§ **DATA LISTING**:
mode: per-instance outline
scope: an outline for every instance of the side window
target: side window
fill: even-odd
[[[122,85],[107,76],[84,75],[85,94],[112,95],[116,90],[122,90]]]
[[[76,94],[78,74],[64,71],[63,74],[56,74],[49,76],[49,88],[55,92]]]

§ **WHAT YOU HAVE TO DO**:
Scale every coordinate in the outlines of the records above by 1.5 and round each result to a whole number, with halves rounding up. Write all of the lines again, requests included.

§ **PROBLEM SOLUTION**:
mode: per-instance outline
scope: an outline for every instance of the side window
target: side window
fill: even-odd
[[[183,128],[161,114],[126,113],[128,141],[168,143],[174,135],[183,135]]]
[[[114,141],[117,111],[96,107],[95,111],[84,111],[74,114],[74,132],[83,138]]]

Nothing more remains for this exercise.